* **Task requirements**: Copy out the full passage on trauma and healing word for word, including its lists.

* **Text passage**:
^^^^

Seeing that we live in a broken, fallen world, trauma is simply part of the human condition. Maybe you were the victim. Maybe you were the aggressor. Maybe you were an observer. Somehow, some way, humans are marked by trauma.
Our bodies and brains are physiologically changed as a result of the trauma we’ve experienced. Bessel Vand Der Kolk explains in The Body Keeps the Score that “long after a traumatic experience is over, [your mind] may be reactivated at the slightest hint of danger and mobilize disturbed brain circuits and secrete massive amounts of stress hormones.”
You know what happens next. The trauma gets triggered, and here’s what can follow: panic, fear, yelling, impulsivity, aggression, a sense of being overwhelmed, hibernation. If you’re anything like me, you don’t want any of this. Ever. And when this emotional trauma surfaces, we can run to all sorts of things to numb the pain:
- Drugs
- Alcohol
- Food
- Unhealthy relationships
- Porn
- Sex
- New clothes, cars, or other things
- Likes on a social media post
- Promotions, degrees, or accolades
- Isolation
- The quest for a perfect body
And guess what? They work. Temporarily.The truth is that if we want healing — true healing — we actually need to rewire our hearts and minds. We need to stand with safe people in the memories of those traumatic experiences and face the lies that those experiences told us. According to Van Der Kolk, if we want to heal from trauma, we need to allow ourselves to “have experiences that deeply and viscerally contradict the helplessness, rage, or collapse that result from trauma.” The Crucible Project invites men into that trauma in order to contradict the helplessness, rage, or collapse.
- Have you ever stood in the memory of a traumatic experience?
- Have you ever heard the voices of lies that speak to you daily?

^^^^

* **Dataset content**:
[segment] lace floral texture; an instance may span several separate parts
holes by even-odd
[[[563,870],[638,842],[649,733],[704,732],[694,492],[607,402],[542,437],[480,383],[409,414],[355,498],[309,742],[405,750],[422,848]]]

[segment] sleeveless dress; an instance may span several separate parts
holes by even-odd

^^^^

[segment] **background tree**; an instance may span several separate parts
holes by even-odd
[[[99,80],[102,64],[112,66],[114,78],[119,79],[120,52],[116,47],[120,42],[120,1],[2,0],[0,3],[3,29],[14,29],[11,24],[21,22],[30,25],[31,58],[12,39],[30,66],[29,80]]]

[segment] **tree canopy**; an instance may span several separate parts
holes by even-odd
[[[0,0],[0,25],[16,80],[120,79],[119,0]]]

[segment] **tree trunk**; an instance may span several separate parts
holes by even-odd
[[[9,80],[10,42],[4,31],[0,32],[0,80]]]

^^^^

* **Completed task**:
Seeing that we live in a broken, fallen world, trauma is simply part of the human condition. Maybe you were the victim. Maybe you were the aggressor. Maybe you were an observer. Somehow, some way, humans are marked by trauma.
Our bodies and brains are physiologically changed as a result of the trauma we’ve experienced. Bessel Vand Der Kolk explains in The Body Keeps the Score that “long after a traumatic experience is over, [your mind] may be reactivated at the slightest hint of danger and mobilize disturbed brain circuits and secrete massive amounts of stress hormones.”
You know what happens next. The trauma gets triggered, and here’s what can follow: panic, fear, yelling, impulsivity, aggression, a sense of being overwhelmed, hibernation. If you’re anything like me, you don’t want any of this. Ever. And when this emotional trauma surfaces, we can run to all sorts of things to numb the pain:
- Drugs
- Alcohol
- Food
- Unhealthy relationships
- Porn
- Sex
- New clothes, cars, or other things
- Likes on a social media post
- Promotions, degrees, or accolades
- Isolation
- The quest for a perfect body
And guess what? They work. Temporarily.The truth is that if we want healing — true healing — we actually need to rewire our hearts and minds. We need to stand with safe people in the memories of those traumatic experiences and face the lies that those experiences told us. According to Van Der Kolk, if we want to heal from trauma, we need to allow ourselves to “have experiences that deeply and viscerally contradict the helplessness, rage, or collapse that result from trauma.” The Crucible Project invites men into that trauma in order to contradict the helplessness, rage, or collapse.
- Have you ever stood in the memory of a traumatic experience?
- Have you ever heard the voices of lies that speak to you daily?